▸ Document passage:
Nyasia’s ambition doesn’t stop there. She hopes to open agencies across the world to address global issues including human trafficking and domestic violence.

“I have a passion for creating atmospheres of change,” she said. “It is so important that we become knowledgeable of the issues that directly impact human beings.”

Nyasia is one of the recipients of ECSU’s Successful Retention Grant. The grant was created from our $250,000 investment to the school this year.

The investment is one of four made this year to assist HBCUs with gap funding and student retention.

Breaking barriers, advancing the future of flight

HBCUs graduate thousands of students each year, but a significant portion do not make it to the finish line due to a lack of family and financial support. This is largely because many HBCU students are the first in their families to attend college and are from homes with low income.

“As a first-generation [student] in my house, not a lot of people understand the depth of college in my family,” said Maxwell Mensah, a sophomore at ECSU. “So, I know that financial aid is a necessity.”

Maxwell is also a Successful Retention Grant recipient. His major is aviation, and he has an interest in “everything above the ground.” He hopes to join the Coast Guard’s College Student Pre-Commissioning Initiative at ECSU by the end of this school year.

“I want to take my skills into the military, so I can better improve the future of transportation in the aviation field,” said Maxwell.

The road to graduation is not always smooth for ECSU students.

Ninety-two percent of ECSU’s student body is from state-designated Tier 1 and Tier 2 counties. These are the most and second-most economically challenged counties across the state.

Our investment is expected to benefit over 75 of ECSU’s students and positively impact the University’s retention and graduation rates.

Leading with purpose and passion

Saint Augustine’s University (SAU) is another HBCU to receive funding from Blue Cross NC this year.

Seventy-three percent of its student body are Pell grant-eligible and are often unable to fulfill their financial obligations to the University. SAU’s average student financial aid balance, after federal aid, is $7,872.

Our $250,000 investment helps cover the balances on those accounts for select senior students.

Aaliyah Williams is one of those seniors.

She said the funding helped support her education as an out-of-state student. She transferred to SAU to play basketball and continue her education after receiving her associate’s degree from the University of West Florida.

“I got here, and the atmosphere was amazing,” Aaliyah said. “I’m a single mother as well, and it’s just a blessing for opportunities to continue to help me further my education so that I can build a better life for me and my daughter.”

Aaliyah is president of SAU’s Student Government Association. She plans to use her leadership skills as an athletic director or youth coach after obtaining a graduate degree. Her goal is for her career to be centered around her love for working with children and helping others.

“I think that my purpose in life is really to–and this is cliché–but it’s really to help people,” she said. “I just want them to be better than me. And in order to do that, I have to lead by example.”

Shaw University and Livingstone College are the other two HBCUs that received funding this year.

Looking ahead

Blue Cross NC will continue to identify ways to support our state’s HBCUs and help create opportunities for its students. In addition, we remain committed to DEI through community investments that strengthen our diverse NC communities.

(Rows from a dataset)

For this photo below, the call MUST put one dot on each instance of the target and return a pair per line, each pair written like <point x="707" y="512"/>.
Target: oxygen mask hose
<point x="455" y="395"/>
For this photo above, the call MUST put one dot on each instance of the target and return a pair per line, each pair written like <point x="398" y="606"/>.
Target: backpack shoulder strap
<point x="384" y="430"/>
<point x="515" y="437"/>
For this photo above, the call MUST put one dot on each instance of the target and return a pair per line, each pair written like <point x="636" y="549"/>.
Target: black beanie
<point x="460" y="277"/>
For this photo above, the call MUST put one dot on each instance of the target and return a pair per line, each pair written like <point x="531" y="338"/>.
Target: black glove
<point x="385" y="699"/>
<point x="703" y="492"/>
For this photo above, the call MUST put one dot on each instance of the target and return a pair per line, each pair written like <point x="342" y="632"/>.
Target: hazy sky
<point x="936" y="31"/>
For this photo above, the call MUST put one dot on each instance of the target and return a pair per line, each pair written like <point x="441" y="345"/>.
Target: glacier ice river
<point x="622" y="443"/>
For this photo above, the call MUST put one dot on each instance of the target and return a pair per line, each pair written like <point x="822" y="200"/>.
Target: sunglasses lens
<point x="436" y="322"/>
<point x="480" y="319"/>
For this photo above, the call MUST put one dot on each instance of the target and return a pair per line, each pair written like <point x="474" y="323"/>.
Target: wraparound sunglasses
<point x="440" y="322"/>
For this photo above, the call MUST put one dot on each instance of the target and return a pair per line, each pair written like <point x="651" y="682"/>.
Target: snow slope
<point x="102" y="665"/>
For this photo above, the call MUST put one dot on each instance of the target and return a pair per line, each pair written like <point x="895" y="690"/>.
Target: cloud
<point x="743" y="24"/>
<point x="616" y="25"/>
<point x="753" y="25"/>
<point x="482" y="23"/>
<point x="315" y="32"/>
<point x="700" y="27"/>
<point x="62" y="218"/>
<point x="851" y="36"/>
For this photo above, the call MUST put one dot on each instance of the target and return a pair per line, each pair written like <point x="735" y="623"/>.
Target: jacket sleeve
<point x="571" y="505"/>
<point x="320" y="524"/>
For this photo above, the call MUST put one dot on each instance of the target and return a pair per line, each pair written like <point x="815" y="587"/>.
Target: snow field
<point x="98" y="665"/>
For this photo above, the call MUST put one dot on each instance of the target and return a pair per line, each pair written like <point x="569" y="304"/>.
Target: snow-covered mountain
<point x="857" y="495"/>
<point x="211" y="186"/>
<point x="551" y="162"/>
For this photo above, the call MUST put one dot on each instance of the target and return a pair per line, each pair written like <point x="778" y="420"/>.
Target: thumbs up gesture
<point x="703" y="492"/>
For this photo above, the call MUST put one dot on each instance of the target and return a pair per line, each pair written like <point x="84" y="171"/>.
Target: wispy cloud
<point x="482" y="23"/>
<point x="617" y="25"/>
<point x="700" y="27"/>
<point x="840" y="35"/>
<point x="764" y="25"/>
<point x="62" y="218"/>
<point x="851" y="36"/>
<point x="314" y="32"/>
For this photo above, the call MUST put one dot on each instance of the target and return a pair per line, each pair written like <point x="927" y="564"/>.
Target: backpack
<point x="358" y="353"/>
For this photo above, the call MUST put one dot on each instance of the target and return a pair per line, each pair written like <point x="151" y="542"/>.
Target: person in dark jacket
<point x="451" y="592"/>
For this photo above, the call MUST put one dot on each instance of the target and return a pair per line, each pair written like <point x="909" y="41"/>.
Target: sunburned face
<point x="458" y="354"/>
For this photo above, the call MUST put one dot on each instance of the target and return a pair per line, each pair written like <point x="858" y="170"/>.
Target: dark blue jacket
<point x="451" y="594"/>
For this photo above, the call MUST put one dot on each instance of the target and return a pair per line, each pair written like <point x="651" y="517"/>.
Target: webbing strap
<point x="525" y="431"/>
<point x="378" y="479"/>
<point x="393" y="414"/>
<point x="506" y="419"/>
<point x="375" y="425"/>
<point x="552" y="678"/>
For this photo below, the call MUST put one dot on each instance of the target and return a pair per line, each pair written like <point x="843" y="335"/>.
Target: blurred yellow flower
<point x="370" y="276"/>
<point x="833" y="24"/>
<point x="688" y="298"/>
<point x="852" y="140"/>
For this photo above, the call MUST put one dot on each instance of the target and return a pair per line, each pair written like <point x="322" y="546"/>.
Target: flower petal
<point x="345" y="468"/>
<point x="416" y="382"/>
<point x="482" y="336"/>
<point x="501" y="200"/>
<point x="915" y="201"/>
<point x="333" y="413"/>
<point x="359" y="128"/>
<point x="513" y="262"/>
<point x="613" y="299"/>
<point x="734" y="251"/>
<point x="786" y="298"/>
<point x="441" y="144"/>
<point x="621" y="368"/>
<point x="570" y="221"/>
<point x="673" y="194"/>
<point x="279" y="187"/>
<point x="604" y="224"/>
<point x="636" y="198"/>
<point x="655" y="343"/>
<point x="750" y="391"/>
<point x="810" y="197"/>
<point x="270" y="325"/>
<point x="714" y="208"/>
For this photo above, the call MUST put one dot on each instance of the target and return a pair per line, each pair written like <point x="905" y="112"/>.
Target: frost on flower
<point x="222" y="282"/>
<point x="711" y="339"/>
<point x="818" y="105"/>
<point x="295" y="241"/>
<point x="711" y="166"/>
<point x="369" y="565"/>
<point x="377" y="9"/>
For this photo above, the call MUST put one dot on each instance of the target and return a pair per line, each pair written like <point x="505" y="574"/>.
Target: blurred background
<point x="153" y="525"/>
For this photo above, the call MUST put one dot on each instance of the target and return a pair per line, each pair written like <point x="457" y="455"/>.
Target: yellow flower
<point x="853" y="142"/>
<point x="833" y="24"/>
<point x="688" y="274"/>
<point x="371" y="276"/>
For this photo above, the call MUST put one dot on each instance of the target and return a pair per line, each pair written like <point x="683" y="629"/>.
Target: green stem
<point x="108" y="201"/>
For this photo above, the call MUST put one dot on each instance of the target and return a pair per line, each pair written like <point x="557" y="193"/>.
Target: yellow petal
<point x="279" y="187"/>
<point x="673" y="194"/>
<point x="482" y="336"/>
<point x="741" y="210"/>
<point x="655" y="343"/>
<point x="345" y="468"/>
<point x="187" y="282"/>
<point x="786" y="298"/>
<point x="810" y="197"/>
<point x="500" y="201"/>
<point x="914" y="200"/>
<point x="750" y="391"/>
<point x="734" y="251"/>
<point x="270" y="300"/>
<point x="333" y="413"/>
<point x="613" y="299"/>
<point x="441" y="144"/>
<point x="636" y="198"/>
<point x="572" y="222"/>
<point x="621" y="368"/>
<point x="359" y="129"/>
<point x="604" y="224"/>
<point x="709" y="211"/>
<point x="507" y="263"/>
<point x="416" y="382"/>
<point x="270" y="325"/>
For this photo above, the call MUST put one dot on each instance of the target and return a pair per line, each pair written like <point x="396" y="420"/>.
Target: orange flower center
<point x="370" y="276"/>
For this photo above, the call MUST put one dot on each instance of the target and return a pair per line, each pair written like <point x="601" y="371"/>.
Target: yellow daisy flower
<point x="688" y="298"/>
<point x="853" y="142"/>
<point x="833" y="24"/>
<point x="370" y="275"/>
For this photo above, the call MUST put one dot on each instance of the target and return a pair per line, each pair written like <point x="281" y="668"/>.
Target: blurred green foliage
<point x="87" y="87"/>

▸ Set problem 1: Name the four HBCUs that the passage on HBCU funding says received funding this year.
▸ Set problem 2: Show every line of the records that contains the string "green".

▸ Exercise result 1:
ECSU
Saint Augustine's University (SAU)
Shaw University
Livingstone College

▸ Exercise result 2:
Target: green stem
Target: blurred green foliage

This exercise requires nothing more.